■ What is expected ■
All of the data is to be printed again exactly as it appears.

================

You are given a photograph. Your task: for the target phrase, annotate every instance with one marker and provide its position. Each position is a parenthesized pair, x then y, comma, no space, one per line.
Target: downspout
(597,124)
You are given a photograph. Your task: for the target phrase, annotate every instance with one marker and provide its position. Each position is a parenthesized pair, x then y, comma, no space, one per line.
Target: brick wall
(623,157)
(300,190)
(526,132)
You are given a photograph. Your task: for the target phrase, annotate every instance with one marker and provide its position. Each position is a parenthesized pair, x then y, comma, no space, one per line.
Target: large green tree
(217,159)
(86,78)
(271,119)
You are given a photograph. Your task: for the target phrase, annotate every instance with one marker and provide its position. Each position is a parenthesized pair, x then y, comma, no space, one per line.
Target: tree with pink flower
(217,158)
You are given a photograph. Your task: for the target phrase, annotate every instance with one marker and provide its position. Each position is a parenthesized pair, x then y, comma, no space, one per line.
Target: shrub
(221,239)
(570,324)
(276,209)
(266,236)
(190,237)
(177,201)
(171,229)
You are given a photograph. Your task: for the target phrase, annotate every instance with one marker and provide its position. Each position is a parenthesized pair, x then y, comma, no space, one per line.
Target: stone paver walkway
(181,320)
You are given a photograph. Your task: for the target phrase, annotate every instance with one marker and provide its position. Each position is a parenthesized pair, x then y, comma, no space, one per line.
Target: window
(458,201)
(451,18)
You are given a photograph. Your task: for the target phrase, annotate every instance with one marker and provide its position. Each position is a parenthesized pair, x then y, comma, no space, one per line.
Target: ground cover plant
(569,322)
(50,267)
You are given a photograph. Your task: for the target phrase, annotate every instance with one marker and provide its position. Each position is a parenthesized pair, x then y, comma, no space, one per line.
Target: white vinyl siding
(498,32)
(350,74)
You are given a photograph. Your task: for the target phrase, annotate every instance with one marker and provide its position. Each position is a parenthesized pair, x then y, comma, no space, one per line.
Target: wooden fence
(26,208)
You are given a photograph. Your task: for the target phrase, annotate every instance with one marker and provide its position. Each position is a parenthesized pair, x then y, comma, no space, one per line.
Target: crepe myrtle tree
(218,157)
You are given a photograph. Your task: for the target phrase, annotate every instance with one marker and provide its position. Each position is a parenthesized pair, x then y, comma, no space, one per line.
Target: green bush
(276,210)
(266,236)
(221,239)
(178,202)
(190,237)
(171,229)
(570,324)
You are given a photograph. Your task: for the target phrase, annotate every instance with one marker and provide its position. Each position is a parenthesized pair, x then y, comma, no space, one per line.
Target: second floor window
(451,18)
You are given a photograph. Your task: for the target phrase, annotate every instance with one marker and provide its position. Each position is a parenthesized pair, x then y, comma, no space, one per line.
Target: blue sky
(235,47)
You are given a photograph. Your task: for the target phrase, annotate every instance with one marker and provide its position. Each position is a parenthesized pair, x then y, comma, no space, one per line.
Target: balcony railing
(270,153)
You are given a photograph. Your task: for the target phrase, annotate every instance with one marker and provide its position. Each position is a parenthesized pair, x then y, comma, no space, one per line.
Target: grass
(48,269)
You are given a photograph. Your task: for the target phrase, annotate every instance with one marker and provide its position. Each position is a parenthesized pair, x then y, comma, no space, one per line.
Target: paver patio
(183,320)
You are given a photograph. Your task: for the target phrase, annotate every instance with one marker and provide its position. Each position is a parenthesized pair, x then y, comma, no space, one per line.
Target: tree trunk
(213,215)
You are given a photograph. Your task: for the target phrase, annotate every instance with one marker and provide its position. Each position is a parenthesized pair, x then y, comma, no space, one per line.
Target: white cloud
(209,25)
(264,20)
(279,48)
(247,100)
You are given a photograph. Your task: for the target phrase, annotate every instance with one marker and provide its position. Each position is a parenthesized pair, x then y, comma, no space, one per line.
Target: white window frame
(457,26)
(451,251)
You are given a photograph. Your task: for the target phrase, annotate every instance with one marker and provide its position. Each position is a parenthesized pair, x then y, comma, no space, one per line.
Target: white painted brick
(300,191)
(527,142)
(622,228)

================

■ Task response ■
You are given a photograph. Your task: for the target phrase, annotate every instance with one marker and provide its position. Each position is a parenthesized pair, x then y, comma, no space, one per line.
Target: downspout
(597,124)
You are given a photograph. Your task: for the target phrase, annotate every instance with one marker and provide its position. Each position is a parenthesized pair, x then y, comma, no space, one per line.
Target: brick wall
(623,157)
(300,190)
(526,132)
You are given a photograph. Your task: for the target phrase, annotate every instance with one marker and provide its position. Each position is a parenthesized pair, x then y, comma, no space, one per line.
Target: large green tree
(217,159)
(86,78)
(271,119)
You are given a photograph. Your task: for the target phrase, annotate every instance with one marker and provide its position. Each position is a parenthesized pair, x then y, comma, no space, one per line.
Target: tree with pink flower
(217,158)
You are given a photograph. Your task: for the target phrase, annotate every instance with one marker and provide its position. Each position is a parenthesized pair, x then y, comma, no space, one per line.
Target: shrub
(221,239)
(570,324)
(276,209)
(266,236)
(190,237)
(177,201)
(171,229)
You are given a photograph. Your task: for the target phrase, annotate every instance with one marker and provide its position. Each position is a parenthesized pair, x then y, comma, no space, one per line.
Target: stone paver walkway
(181,320)
You are given a photograph. Your task: for the target phrase, annotate every instance with one marker and provide its position. Each position is a parenthesized pair, x then y, comma, no space, one per line.
Target: window
(458,201)
(451,18)
You are given a photograph. Your task: for the target phrase, annotate every instance with one marker and provide its position. Each position is a parenthesized pair, x then y, comma, no space, one per line.
Target: ground cover plant
(569,322)
(50,267)
You are given a photograph. Your task: for the target phrase, annotate every instance with one marker and provide its position. Each position is a parenthesized pair, x then y, comma, no space, one per line.
Target: white vinyl siding
(498,32)
(350,74)
You are given a photograph. Your task: for the target phrase, annotate every instance with one marker and provide its position. Each position is a parenthesized pair, x then y, comma, no space, one per line.
Target: wooden fence
(26,208)
You are given a photograph. Your task: for the target phrase, annotate every instance with one marker and provide its position. Each position is a parenthesized pair, x then y, comma, no space, one per line.
Target: crepe myrtle tree
(218,157)
You are given a photograph. Your task: for the target phrase, annotate every instance with one marker and provide its position. Each position is a parenthesized pair, x then y, comma, no space, one per line.
Target: green bush
(276,210)
(266,236)
(221,239)
(178,202)
(190,237)
(171,229)
(570,324)
You are given a photograph. Your task: for the target phrase, annotate every instance with one marker and provide its position. Each position is a parenthesized pair, x then y, comma, no space, one per line.
Target: second floor window
(451,18)
You are given a photograph. Your task: for the target phrase, annotate every instance with one marker and provide its position. Each position is a parenthesized pair, x then y, comma, no space, one per line.
Target: blue sky
(235,47)
You are given a photograph. Your task: for the target phrase, annotate every instance with one marker and provide its position. Each position is a parenthesized pair, x then y, comma, no space, one per line.
Target: balcony railing
(270,153)
You are given a photograph. Your task: for the target phrase, annotate every instance with one marker and provide its position. Each position is a parenthesized pair, x then y, comma, no space, one per line.
Target: grass
(48,269)
You are given a photograph. Your task: for the target phrase, annotate every instance with one marker and provide its position. Each position is a parenthesized pair, x then y, comma, no space, one per line.
Target: paver patio
(183,320)
You are given a photograph. Your task: for the target phrase, annotate every instance with one marker and provide its position. Each position is a parenthesized pair, x then y, comma, no space, one per line.
Target: tree trunk
(213,215)
You are given a photograph. Your task: for the target phrase, annotate every instance with one marker and provide its position. Each position is a parenthesized pair, x then y, comma, no space, one per line.
Target: white cloud
(209,25)
(264,20)
(279,48)
(247,100)
You are given a photograph. Your task: for the target phrase, annotate every instance with one marker and provide its position. Each position is a parenthesized pair, x then y, comma, no space, one per line.
Target: white window frame
(457,26)
(451,251)
You are given a photograph. Your task: for the target phrase, annotate every instance with one marker and provide its position. Each position is a parenthesized pair, x then y, comma, no space, one per line.
Target: white painted brick
(300,191)
(527,142)
(622,228)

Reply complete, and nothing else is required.